::: Records for the task :::

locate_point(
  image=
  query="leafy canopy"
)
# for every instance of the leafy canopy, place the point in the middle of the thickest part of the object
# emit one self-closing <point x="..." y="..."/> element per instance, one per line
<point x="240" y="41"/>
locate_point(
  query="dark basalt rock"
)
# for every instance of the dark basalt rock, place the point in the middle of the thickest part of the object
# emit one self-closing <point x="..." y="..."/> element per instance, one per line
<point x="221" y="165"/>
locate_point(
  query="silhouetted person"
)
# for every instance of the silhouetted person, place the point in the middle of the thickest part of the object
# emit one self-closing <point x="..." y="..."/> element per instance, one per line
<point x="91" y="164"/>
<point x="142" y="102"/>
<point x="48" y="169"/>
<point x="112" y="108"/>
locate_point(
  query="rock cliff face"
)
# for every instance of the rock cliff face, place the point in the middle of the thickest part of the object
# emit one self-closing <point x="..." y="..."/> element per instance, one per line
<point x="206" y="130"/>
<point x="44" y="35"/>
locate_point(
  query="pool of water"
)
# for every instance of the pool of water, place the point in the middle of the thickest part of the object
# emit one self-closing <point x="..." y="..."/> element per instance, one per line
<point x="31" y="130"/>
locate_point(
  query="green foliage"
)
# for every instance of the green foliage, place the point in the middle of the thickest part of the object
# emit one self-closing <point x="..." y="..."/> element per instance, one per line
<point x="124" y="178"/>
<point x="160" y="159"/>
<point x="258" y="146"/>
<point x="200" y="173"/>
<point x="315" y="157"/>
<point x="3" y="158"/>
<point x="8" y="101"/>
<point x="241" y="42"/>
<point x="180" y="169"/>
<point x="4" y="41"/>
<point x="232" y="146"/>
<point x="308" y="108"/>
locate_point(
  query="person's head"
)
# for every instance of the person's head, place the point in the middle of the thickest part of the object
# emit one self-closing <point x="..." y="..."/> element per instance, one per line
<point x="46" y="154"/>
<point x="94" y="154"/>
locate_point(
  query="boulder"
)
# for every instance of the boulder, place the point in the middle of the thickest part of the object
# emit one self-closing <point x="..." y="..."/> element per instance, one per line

:::

Your task: Each line of the material above needs to be quoted exactly, please.

Output below:
locate_point(
  image=
  query="leafy canopy"
)
# for every instance of the leafy canopy, place the point in the middle of the thickest part of the object
# emit one self-closing <point x="..." y="..."/> element per instance, one per line
<point x="240" y="41"/>
locate_point(
  query="dark basalt rock"
)
# for every instance of the dark basalt rock, place the point in the middle of the thickest part of the object
# emit one self-closing <point x="..." y="..."/> element per instance, one per line
<point x="221" y="165"/>
locate_point(
  query="silhouetted person"
)
# for every instance of the silhouetted person, place the point in the middle of the thickest part of the object
# emit one self-closing <point x="..." y="..."/> element per instance, one per line
<point x="91" y="164"/>
<point x="142" y="102"/>
<point x="48" y="169"/>
<point x="112" y="108"/>
locate_point(
  query="rock cliff face"
)
# for every instance of the rock cliff face, place the point in the middle of the thickest part of the object
# emit one self-closing <point x="..." y="..."/> element per instance, one per line
<point x="206" y="130"/>
<point x="44" y="35"/>
locate_point(
  query="pool of water"
)
# for every instance of the pool of water, place the point in the middle of the thickest part of the object
# emit one self-closing <point x="..." y="..."/> element per instance, one per line
<point x="31" y="130"/>
locate_point(
  query="green foliage"
)
# for every instance of the green foliage, place the point in the middle of the thickest part of the object
# emit one self-closing <point x="..." y="..."/> element per instance, one per line
<point x="124" y="178"/>
<point x="160" y="159"/>
<point x="258" y="146"/>
<point x="200" y="173"/>
<point x="315" y="157"/>
<point x="3" y="158"/>
<point x="8" y="101"/>
<point x="241" y="42"/>
<point x="180" y="169"/>
<point x="4" y="41"/>
<point x="232" y="146"/>
<point x="308" y="108"/>
locate_point(
  query="person's head"
)
# for every instance of the person's head, place the point in the middle of the thickest part of the object
# emit one self-closing <point x="..." y="..."/> element per instance, one per line
<point x="46" y="154"/>
<point x="94" y="154"/>
locate_point(
  query="boulder"
)
# for every instance of the boulder, place the point in the middle of the thickest part of the object
# emit one self-closing <point x="..." y="..."/> element per instance, one per line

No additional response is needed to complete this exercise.